To study the reason for the unusual curve, PLLA NFYs after the tensile strength test were observed by SEM, as shown in Figure 2k,m. It can be clearly seen that most of the PLLA nanofibers after stretching exhibited a knobby structure, which means most of the nanofibers in the yarn have suffered an extension and shared the stretching force. Different from the nanofiber film, which was composed of randomly distributed nanofibers, nanofibers in NFYs consisted of continuous filaments through the length of the yarn. While stretching, the nanofibers in the PLLA film would first unbend and then reorient in the stretching direction. Some of the nanofibers unlock the binding from adjacent nanofibers. The relative movement among nanofibers would reduce the breakage of nanofibers and put off the overall breakage of the film. However, in PLLA NFYs, nanofibers aligned in the direction of the axis of the yarn. Most nanofibers shared the stretching force from the beginning to the breakage ending. The whole body of the nanofiber was elongated and a reduction in the diameter of the nanofibers occurred. Along the plateau stage, more nanofibers broke down (red arrow in Figure 2m), resulting in the fluctuation in tensile strength. At the breaking stage, the rest of the nanofibers reached the critical elongation, causing a sudden rupture.

2.2. Three-dimensional (3D) NFY Scaffold via Noobing

In the textile industry, weaving and knitting are generally used to prepare a plain fabric with a limited thickness. Also, the interlacing and knitting generate crimp and loops in the yarn. Here, the fabrication of a 3D NFY scaffold was conducted by a noobing technique via using plied NFYs. Single PLLA NFY was too fragile to handle and process into a fabric, thus the 4-time folded NFY bundle was twisted into a strand yarn. Noobing is different from weaving, knitting, and braiding. In the noobing fabric, a set of linear yarns is bound or tied using a required set of binding yarns to produce a corresponding multilayer 3D fabric, comprising three orthogonal sets of yarns. Yarns in the noobing fabric do not interlace, interloop, and intertwine. The fabric is inextensible due to the yarns being linear or crimpless, which is capable of producing a 3D fabric with profiled cross sections. It also facilitates the fabrication of 3D scaffolds with a desired structure. The schematic of the three-layer noobing fabric is shown in Figure 3a–d. The image of well-prepared PLLA NYF scaffold through noobing is illustrated in Figure 3e–h. It could be clarified that the crimp in red binding yarns can be eliminated as the layers increase. Unlike the weaving fabric, the process of binding yarns occurs only on the surface. As shown in Figure 3i,j, the noobing fabric with 11 layers illustrates larger thickness than that of 3 layers. The binding yarn in the fabric of 11 layers tends to go through a longer distance in the depth direction. Thus, in the middle layers, red binding yarns are set vertically to the plain layers of weft and warp yarns. Furthermore, without crimps and shedding, yarns could be pulled out of the fabric easily, meaning an edge banding process is needed in an actual application. Heat melting was conducted to fix the edge of the PLLA NFY scaffold.

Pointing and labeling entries
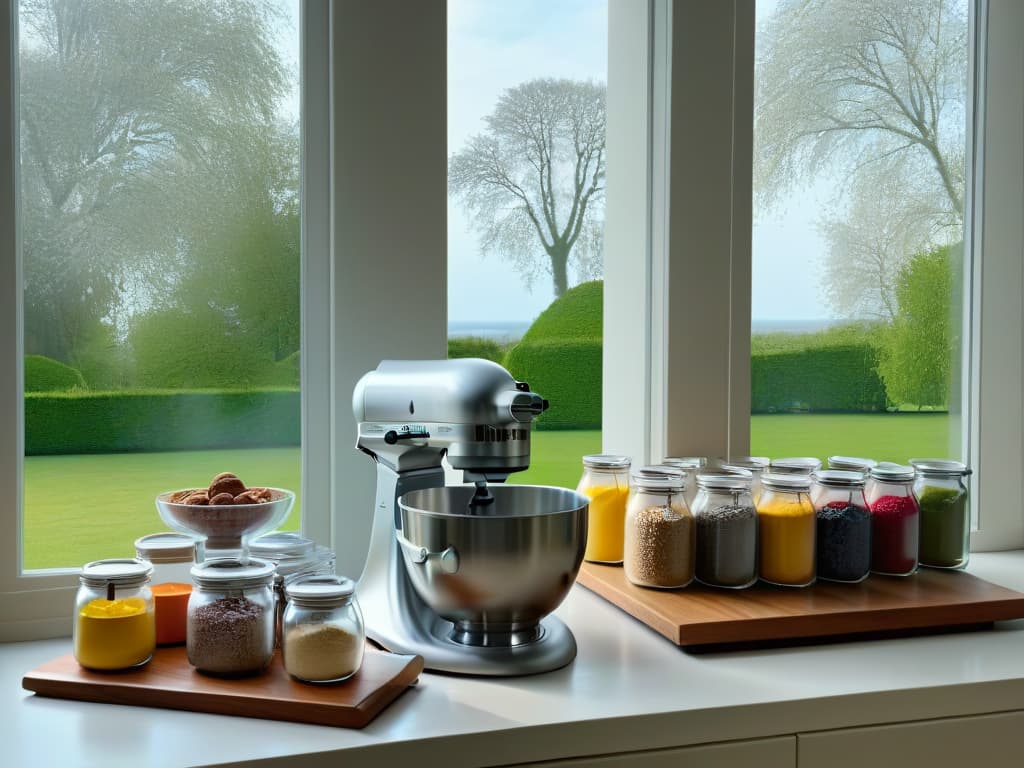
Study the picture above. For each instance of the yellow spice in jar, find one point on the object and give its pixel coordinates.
(606, 522)
(115, 634)
(785, 529)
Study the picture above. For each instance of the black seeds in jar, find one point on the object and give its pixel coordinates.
(229, 636)
(727, 546)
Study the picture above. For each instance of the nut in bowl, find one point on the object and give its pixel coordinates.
(226, 513)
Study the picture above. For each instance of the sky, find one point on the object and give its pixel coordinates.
(496, 45)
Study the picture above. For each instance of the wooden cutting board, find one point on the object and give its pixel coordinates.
(701, 617)
(169, 681)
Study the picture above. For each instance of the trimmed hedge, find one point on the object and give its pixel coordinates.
(147, 421)
(46, 375)
(836, 378)
(565, 372)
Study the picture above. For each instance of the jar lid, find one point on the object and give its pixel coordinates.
(944, 467)
(842, 478)
(282, 544)
(796, 465)
(658, 477)
(231, 572)
(124, 571)
(606, 461)
(166, 548)
(794, 482)
(321, 590)
(685, 462)
(723, 481)
(890, 471)
(851, 462)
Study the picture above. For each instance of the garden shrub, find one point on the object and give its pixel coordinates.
(116, 422)
(46, 375)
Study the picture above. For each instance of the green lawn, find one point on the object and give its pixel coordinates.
(81, 508)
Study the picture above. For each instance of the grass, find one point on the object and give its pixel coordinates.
(81, 508)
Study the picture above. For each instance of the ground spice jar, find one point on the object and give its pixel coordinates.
(172, 556)
(605, 481)
(324, 635)
(843, 540)
(895, 519)
(726, 531)
(115, 627)
(230, 616)
(659, 543)
(785, 530)
(945, 516)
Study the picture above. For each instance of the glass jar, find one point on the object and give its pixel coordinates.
(293, 557)
(895, 519)
(726, 531)
(800, 465)
(852, 464)
(785, 530)
(756, 465)
(172, 556)
(659, 545)
(115, 627)
(689, 465)
(606, 482)
(323, 632)
(230, 616)
(844, 525)
(945, 515)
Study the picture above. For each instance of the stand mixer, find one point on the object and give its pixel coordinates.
(464, 576)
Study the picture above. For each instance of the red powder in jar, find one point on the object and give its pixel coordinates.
(894, 535)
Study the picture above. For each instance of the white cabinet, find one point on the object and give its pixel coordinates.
(989, 740)
(763, 753)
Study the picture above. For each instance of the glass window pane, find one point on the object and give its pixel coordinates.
(860, 115)
(160, 235)
(526, 84)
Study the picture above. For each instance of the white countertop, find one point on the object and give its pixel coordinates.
(628, 689)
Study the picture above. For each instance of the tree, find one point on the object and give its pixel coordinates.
(916, 355)
(872, 90)
(534, 181)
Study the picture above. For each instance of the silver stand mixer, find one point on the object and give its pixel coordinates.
(464, 576)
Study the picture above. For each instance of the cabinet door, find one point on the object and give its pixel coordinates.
(989, 740)
(764, 753)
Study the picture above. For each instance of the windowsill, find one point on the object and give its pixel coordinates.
(629, 689)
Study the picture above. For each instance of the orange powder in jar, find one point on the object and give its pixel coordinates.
(606, 522)
(171, 605)
(786, 529)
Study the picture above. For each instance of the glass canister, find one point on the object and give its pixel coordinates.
(294, 556)
(895, 519)
(230, 616)
(726, 531)
(689, 465)
(798, 465)
(606, 482)
(323, 632)
(945, 515)
(659, 545)
(115, 626)
(786, 527)
(844, 525)
(172, 556)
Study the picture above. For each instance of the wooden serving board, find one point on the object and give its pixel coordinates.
(699, 617)
(169, 681)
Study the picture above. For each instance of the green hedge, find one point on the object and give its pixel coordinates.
(46, 375)
(567, 373)
(836, 378)
(116, 422)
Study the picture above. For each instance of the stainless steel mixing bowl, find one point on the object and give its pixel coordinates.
(495, 574)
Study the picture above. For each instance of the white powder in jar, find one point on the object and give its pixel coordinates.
(322, 652)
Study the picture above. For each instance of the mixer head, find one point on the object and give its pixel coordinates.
(412, 413)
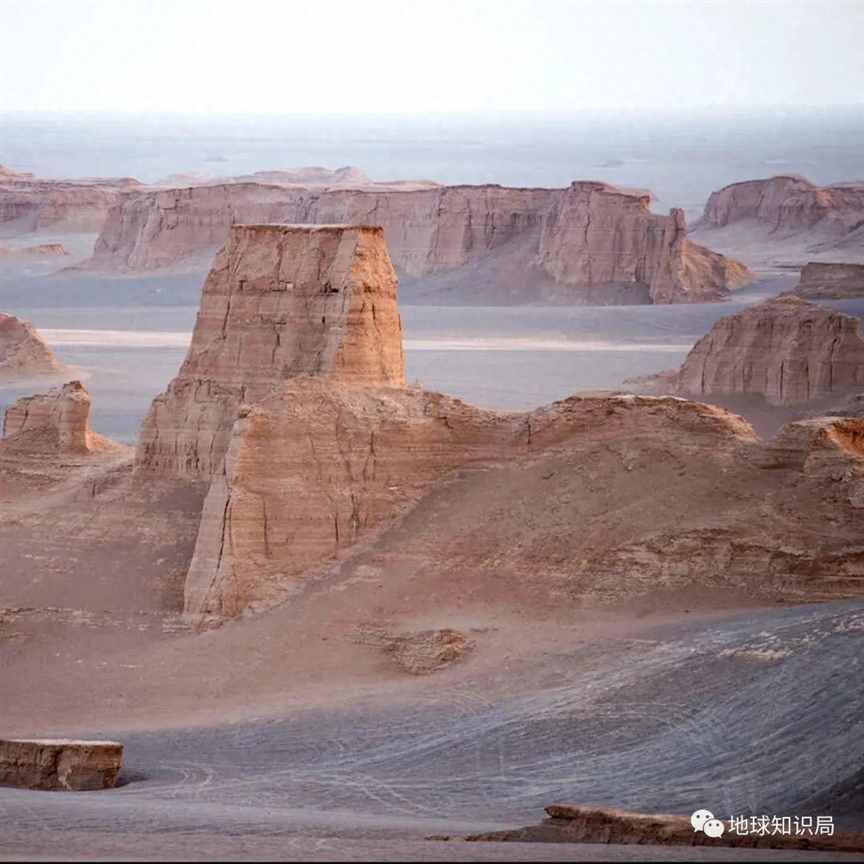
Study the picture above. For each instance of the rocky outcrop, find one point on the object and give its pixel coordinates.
(629, 255)
(419, 653)
(573, 823)
(291, 407)
(23, 354)
(787, 350)
(60, 764)
(41, 250)
(595, 234)
(29, 204)
(281, 301)
(53, 423)
(783, 222)
(788, 203)
(830, 281)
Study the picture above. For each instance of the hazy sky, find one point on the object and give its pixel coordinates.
(283, 56)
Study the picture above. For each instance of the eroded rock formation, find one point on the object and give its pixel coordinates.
(60, 764)
(627, 254)
(291, 406)
(281, 301)
(23, 354)
(53, 423)
(786, 221)
(573, 823)
(30, 204)
(787, 350)
(830, 281)
(595, 234)
(23, 253)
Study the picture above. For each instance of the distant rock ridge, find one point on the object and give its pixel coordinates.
(789, 215)
(432, 231)
(40, 250)
(23, 354)
(291, 411)
(830, 281)
(52, 424)
(281, 301)
(597, 234)
(787, 350)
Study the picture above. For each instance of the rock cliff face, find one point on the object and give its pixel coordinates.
(53, 423)
(29, 204)
(787, 350)
(281, 301)
(23, 354)
(321, 465)
(783, 220)
(24, 253)
(788, 204)
(595, 234)
(73, 766)
(830, 281)
(439, 230)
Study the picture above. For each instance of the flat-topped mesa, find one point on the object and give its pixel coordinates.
(514, 244)
(52, 423)
(830, 281)
(282, 301)
(788, 204)
(787, 350)
(598, 235)
(23, 354)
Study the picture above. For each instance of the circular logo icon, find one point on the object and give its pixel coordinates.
(714, 827)
(699, 818)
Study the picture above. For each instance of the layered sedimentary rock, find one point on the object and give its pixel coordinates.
(53, 423)
(281, 301)
(788, 204)
(60, 764)
(23, 253)
(29, 204)
(572, 823)
(427, 230)
(785, 221)
(665, 488)
(595, 234)
(830, 281)
(629, 254)
(787, 350)
(291, 406)
(23, 354)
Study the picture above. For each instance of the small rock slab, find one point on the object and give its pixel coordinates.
(59, 763)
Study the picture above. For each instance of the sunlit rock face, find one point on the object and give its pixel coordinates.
(588, 243)
(281, 301)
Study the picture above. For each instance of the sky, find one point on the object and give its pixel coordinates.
(409, 57)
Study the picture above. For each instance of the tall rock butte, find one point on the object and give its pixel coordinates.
(23, 354)
(587, 243)
(291, 412)
(281, 301)
(787, 350)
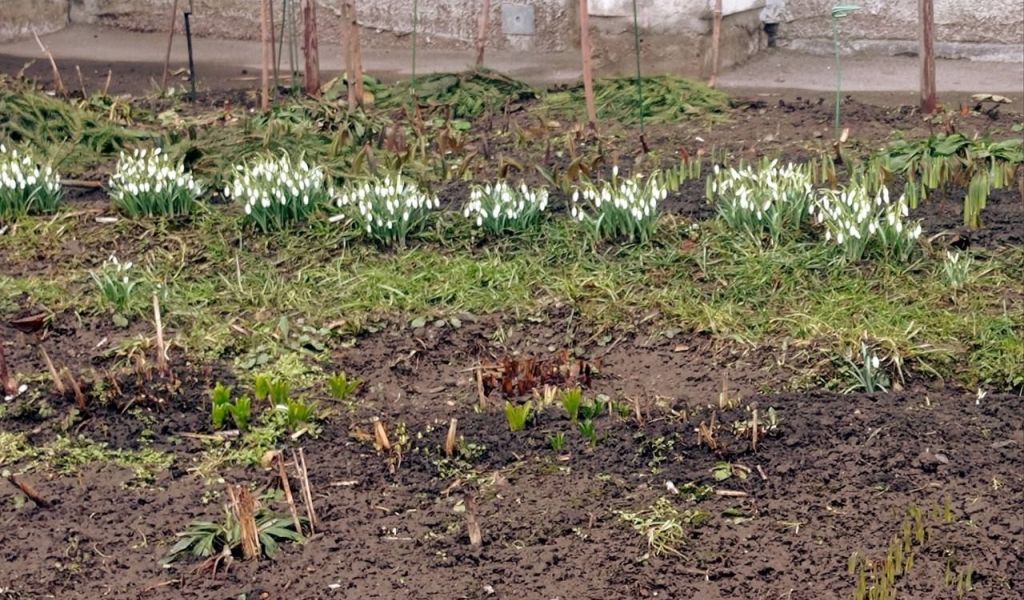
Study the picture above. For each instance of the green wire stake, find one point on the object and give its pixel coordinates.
(838, 12)
(636, 38)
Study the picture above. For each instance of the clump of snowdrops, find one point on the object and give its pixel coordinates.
(387, 210)
(501, 208)
(148, 182)
(770, 200)
(278, 191)
(866, 226)
(26, 185)
(622, 208)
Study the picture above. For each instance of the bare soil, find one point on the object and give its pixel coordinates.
(837, 477)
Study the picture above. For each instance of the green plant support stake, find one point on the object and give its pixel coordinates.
(838, 12)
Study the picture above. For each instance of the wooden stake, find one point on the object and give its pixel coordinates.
(310, 47)
(264, 22)
(170, 42)
(57, 383)
(29, 491)
(288, 493)
(716, 44)
(926, 13)
(588, 72)
(450, 441)
(57, 81)
(8, 383)
(353, 53)
(481, 32)
(162, 366)
(472, 524)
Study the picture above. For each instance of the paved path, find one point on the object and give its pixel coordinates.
(227, 63)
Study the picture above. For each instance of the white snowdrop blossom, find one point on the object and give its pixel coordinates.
(26, 185)
(621, 208)
(769, 200)
(275, 191)
(500, 207)
(147, 182)
(863, 225)
(387, 210)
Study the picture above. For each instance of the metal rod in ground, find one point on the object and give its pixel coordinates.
(310, 47)
(636, 38)
(716, 44)
(588, 73)
(926, 9)
(483, 26)
(170, 43)
(416, 26)
(192, 61)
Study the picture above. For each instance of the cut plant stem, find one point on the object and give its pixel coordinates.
(380, 435)
(80, 400)
(57, 384)
(450, 441)
(307, 493)
(287, 487)
(472, 524)
(28, 490)
(9, 383)
(162, 366)
(244, 506)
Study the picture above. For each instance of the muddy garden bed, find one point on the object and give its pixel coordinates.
(834, 478)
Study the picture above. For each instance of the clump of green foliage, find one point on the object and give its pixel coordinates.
(206, 539)
(664, 525)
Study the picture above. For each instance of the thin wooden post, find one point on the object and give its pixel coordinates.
(264, 22)
(716, 44)
(170, 42)
(926, 12)
(310, 46)
(483, 29)
(353, 53)
(588, 72)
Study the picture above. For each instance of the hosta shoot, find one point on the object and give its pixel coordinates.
(863, 226)
(769, 201)
(26, 186)
(279, 191)
(388, 211)
(150, 183)
(623, 208)
(501, 208)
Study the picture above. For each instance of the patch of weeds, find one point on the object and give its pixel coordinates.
(517, 415)
(67, 455)
(666, 527)
(206, 539)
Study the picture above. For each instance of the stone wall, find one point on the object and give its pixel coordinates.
(19, 17)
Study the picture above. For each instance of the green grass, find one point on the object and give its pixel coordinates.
(797, 294)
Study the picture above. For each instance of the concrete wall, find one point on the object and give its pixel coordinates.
(964, 29)
(675, 34)
(441, 23)
(19, 17)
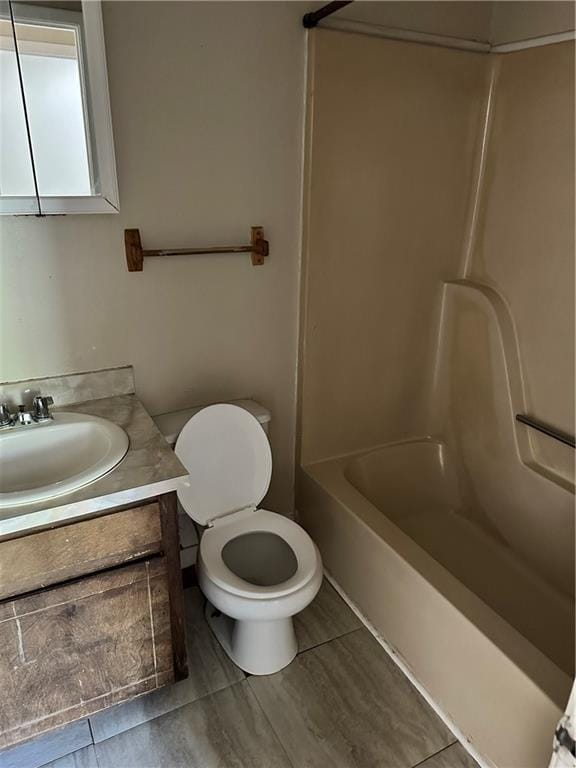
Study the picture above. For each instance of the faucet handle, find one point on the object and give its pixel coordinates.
(6, 419)
(42, 407)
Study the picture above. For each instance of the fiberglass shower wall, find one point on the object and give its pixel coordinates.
(392, 132)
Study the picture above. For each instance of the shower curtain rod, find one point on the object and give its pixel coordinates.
(311, 20)
(556, 434)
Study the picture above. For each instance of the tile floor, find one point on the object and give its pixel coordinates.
(342, 703)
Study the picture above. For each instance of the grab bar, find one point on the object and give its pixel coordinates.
(556, 434)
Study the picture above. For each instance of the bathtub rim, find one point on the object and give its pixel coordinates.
(329, 475)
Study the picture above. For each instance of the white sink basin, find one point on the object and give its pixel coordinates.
(51, 458)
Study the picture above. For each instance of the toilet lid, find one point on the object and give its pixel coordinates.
(229, 461)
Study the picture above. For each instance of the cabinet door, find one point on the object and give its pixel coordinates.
(74, 649)
(70, 551)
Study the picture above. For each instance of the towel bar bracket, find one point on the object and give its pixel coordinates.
(258, 248)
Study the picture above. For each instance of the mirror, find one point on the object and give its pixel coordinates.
(57, 150)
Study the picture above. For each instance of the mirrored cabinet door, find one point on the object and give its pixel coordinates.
(56, 67)
(16, 169)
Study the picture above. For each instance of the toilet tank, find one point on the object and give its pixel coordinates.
(170, 424)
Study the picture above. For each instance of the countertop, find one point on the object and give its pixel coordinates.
(149, 468)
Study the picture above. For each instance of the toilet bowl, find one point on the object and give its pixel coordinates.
(256, 568)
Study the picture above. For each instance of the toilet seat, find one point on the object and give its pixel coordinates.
(253, 520)
(229, 461)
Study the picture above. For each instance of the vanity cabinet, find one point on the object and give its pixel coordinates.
(91, 614)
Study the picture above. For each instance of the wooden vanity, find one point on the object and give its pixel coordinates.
(91, 614)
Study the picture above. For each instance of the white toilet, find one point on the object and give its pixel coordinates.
(256, 568)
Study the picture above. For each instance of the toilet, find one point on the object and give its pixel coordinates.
(256, 568)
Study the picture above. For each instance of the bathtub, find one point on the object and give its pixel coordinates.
(486, 636)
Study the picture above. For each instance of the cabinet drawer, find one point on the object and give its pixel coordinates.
(72, 650)
(49, 557)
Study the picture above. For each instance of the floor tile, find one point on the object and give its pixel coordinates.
(209, 670)
(452, 757)
(50, 746)
(326, 617)
(84, 758)
(226, 729)
(346, 704)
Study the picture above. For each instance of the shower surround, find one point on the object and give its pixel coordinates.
(437, 304)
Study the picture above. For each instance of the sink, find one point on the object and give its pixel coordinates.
(55, 457)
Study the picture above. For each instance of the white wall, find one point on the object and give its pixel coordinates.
(469, 20)
(207, 102)
(513, 21)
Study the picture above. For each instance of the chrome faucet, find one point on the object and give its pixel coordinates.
(42, 408)
(23, 417)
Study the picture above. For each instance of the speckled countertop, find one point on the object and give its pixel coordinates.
(149, 468)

Stated exercise.
Continue the passage on nanofiber yarns and noobed scaffolds from the point where it ends.

Output for this exercise.
Figure 3.

Figure 3

Schematic of the noobing NFY scaffold with three layers (a, b, c, d). Photos of the noobing NFY scaffold on the frame (e, f, g, h), corresponding to the four steps. Photo of the noobing fabric with 11 and 3 layers (i: front view, j: cross-sectional view). The stress–strain curve (k) and stress and strain at break (l) of the noobing fabric in two directions (** indicates statistical difference for p < 0.01. Photos were taken by Dawei Li).

The tensile behavior of the noonbing fabric in the weft and warp direction is shown in Figure 3k,l, it can be noticed that, in both directions, the tensile strength shows no significant difference. However, the elongation at break in the warp direction (or noobing direction) is higher than that of the weft direction. This could be attributed to the zigzag route of the binding yarn. In the weft directions, weft yarns were all laid in a straight way with less crimp. In the warp direction, the warp yarns were also straight, while the binding yarns had a curved path. During the tensile test, the straight warp yarns are stretched, along with the binding yarns being straightened and stretched, resulting in a higher elongation.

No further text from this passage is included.